A run of records:
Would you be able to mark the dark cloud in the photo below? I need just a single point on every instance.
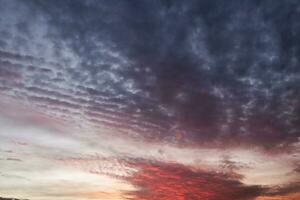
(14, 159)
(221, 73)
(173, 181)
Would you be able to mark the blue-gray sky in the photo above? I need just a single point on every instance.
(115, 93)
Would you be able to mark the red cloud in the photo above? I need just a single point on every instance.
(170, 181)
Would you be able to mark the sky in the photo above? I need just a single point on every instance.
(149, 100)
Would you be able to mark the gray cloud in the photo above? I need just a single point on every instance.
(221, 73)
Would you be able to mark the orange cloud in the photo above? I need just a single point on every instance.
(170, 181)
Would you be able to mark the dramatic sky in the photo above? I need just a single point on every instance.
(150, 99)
---
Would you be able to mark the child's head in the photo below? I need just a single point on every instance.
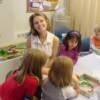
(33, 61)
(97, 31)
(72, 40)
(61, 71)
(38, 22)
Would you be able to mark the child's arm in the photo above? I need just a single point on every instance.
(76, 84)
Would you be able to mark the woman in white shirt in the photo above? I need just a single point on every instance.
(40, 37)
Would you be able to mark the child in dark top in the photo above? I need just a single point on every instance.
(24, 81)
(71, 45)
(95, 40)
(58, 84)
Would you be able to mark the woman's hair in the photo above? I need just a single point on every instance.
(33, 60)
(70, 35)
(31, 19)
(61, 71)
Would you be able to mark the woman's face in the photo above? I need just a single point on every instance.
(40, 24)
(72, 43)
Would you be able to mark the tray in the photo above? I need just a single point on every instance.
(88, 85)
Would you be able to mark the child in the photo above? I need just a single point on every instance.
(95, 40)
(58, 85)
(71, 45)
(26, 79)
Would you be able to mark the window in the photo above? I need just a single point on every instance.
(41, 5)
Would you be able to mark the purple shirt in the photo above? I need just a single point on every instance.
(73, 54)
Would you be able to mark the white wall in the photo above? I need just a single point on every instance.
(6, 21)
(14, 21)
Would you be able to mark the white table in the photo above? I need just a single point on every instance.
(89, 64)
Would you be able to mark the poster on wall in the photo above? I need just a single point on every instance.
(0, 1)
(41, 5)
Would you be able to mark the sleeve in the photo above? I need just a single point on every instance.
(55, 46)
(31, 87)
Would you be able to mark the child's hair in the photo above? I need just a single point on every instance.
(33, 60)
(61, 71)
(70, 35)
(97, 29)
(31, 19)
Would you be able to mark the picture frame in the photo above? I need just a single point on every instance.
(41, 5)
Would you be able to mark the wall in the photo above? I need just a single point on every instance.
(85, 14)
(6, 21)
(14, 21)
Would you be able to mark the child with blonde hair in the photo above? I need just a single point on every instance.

JOB: Collect every line of the records that contains the word "child", treating uppercase and lowercase as different.

SOLUTION BELOW:
Would you be able to mark the child's head in the photo below? I need just a single point on every instance.
Would you be able to mark the child's arm in the photo above? I need just a single point on every instance.
Would you be able to mark the child in dark top in the photo above? I need just a single point on every instance.
Would you be able to mark the child in the photo above? I need just a single point on every instance.
Would you be able to mark the child's hair in the photo above? I need just a single point on every instance.
Would you be able to mark the child with blonde hair in the photo above? I need just a single point on every instance.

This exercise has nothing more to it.